### Given exercise
Copy out the lines below word for word, with every character unchanged.

### Provided information
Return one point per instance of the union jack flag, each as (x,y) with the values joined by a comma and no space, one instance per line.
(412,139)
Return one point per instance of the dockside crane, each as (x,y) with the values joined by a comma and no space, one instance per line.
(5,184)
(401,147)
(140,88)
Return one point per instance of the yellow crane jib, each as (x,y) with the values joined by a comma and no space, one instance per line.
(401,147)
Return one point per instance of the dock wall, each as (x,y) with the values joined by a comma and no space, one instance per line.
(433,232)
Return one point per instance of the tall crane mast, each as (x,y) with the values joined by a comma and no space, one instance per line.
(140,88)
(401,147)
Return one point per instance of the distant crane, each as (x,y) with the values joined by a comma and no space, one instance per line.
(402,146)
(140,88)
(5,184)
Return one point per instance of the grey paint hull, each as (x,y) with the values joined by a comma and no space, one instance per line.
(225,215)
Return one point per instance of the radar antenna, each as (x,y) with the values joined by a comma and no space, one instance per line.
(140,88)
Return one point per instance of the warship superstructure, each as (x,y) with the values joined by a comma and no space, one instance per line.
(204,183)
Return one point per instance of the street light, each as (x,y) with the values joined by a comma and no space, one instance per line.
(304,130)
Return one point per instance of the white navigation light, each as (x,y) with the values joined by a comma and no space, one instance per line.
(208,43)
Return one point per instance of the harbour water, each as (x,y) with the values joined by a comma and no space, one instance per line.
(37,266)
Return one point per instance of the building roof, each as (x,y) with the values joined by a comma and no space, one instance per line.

### Task output
Return one point per instance of the union jack flag, each as (x,y) with the values joined by a comma and no space, one instance per line.
(412,139)
Return one point per instance of the dockside crane, each as (x,y) with the values joined by a comma and no space, one instance per line.
(5,184)
(401,147)
(140,88)
Return one point per instance of the yellow crane jib, each as (x,y) with the values joined by a comma and no space, one instance per line.
(401,147)
Return one point per instance of the dock wall, each as (x,y) with the values joined by a comma and no space, one instance per line.
(433,232)
Return one point per instance of the tall crane mast, each as (x,y) with the values joined by a comma and no space, one instance per line.
(140,88)
(401,147)
Return one point per instance of the distant crane, each as (x,y) with the values joined by a comma and no space, one instance per line.
(402,146)
(140,88)
(5,184)
Return one point per instance of the grey paint hull, each as (x,y) with the values joined by a comma and no space, one instance per line.
(225,215)
Return one point per instance of the radar antenna, each as (x,y) with the values joined by a comma and no space, one instance per line.
(140,88)
Return one point per instance of the warship superstructure, each as (x,y) with the values joined by a comma and no space, one instance per line.
(204,183)
Return one point per instance of the street light, each as (x,y) with the values joined by a comma and no space, one instance per line.
(304,130)
Return one point per instance of the white navigation light, each as (x,y) with the values joined by a comma and no space, one instance per line.
(208,43)
Return one point per instance of the harbour water, each as (x,y) with the values joined by a comma and no space, one instance per line.
(37,266)
Return one point per instance of the building roof, each as (x,y) with the values joined by a comma and no space, one instance per line.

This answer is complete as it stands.